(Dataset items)

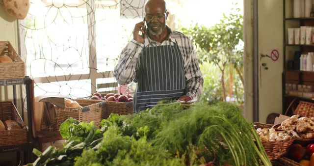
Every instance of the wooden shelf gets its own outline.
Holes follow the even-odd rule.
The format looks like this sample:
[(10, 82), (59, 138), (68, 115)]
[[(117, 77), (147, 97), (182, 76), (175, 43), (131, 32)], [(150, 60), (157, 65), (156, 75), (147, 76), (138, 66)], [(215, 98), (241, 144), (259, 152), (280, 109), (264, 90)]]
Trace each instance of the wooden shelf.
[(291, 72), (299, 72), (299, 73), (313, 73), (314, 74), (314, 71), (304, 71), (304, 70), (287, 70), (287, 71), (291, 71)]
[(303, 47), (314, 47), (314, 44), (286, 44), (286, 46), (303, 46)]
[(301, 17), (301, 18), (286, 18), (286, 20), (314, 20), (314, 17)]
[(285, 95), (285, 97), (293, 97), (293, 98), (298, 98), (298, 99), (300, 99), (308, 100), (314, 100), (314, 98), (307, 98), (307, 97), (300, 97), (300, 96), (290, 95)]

* * *

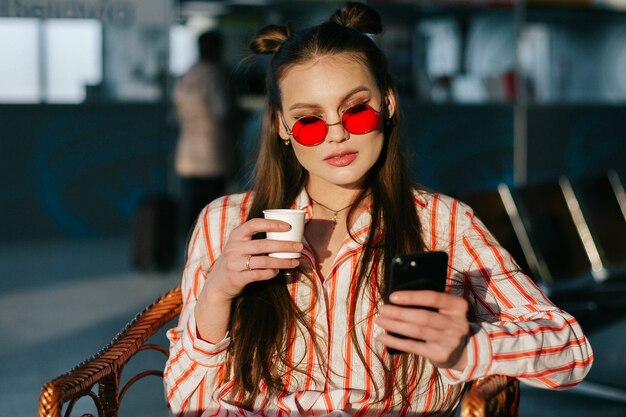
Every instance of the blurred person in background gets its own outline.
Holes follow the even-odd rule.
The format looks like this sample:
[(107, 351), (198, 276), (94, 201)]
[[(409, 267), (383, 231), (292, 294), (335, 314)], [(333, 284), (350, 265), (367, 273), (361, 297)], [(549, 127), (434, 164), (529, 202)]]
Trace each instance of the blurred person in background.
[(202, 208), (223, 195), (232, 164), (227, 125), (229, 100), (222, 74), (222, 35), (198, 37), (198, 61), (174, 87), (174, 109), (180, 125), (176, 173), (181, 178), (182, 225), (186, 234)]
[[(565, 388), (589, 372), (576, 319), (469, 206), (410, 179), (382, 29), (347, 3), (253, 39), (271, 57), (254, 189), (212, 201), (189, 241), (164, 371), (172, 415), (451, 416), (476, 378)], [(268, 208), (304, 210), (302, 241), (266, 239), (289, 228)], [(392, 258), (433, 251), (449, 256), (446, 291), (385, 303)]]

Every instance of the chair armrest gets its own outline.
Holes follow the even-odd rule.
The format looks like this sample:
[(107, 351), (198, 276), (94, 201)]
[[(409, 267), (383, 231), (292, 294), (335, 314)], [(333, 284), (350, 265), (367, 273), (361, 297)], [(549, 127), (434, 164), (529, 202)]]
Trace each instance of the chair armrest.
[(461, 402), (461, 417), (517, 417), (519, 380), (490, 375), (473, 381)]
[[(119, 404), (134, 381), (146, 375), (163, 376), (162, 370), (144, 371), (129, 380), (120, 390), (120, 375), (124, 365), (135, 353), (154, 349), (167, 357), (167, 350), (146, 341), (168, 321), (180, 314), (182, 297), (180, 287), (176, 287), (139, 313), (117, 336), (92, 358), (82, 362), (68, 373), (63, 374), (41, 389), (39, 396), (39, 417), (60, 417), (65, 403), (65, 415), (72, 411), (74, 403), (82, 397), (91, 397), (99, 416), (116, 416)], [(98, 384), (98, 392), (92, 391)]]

--

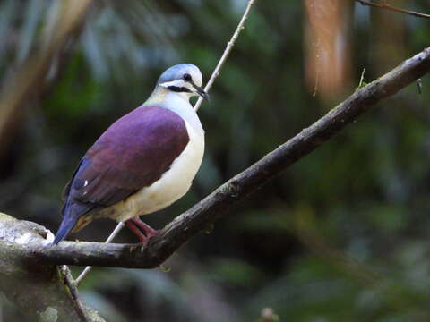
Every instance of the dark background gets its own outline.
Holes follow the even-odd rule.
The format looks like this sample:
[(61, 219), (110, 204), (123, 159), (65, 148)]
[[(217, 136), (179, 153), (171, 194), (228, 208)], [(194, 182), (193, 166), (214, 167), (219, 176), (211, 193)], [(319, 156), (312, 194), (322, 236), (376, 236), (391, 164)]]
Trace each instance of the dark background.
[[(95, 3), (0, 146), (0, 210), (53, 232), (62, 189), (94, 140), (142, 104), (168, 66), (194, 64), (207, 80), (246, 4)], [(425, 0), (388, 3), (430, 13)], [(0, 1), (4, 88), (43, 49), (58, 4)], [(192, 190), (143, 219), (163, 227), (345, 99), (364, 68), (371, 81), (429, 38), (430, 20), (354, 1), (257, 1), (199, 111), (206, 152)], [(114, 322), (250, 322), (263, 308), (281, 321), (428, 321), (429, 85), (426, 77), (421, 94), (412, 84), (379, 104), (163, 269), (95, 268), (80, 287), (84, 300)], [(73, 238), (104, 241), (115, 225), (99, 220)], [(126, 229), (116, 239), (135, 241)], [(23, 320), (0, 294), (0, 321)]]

▸ WRITTEN PROBLEM
Copy out word for word the lines from the one containing "Every instance of the wooden" down to the one containing "20), (314, 17)]", keeping both of those lines.

▸ FINISHED ANSWER
Every instance of the wooden shelf gets its own outline.
Holes follow the even-odd rule.
The format looks like this sample:
[(10, 82), (59, 138), (68, 115)]
[[(117, 77), (147, 97), (182, 76), (175, 43), (131, 32)], [(150, 60), (157, 65), (156, 75), (147, 76), (138, 66)], [(215, 98), (241, 144), (259, 152), (280, 109), (264, 90)]]
Trace each instance of the wooden shelf.
[(291, 72), (299, 72), (299, 73), (313, 73), (314, 74), (314, 71), (304, 71), (304, 70), (287, 70), (287, 71), (291, 71)]
[(303, 47), (314, 47), (314, 44), (286, 44), (286, 46), (303, 46)]
[(301, 17), (301, 18), (286, 18), (286, 20), (314, 20), (314, 17)]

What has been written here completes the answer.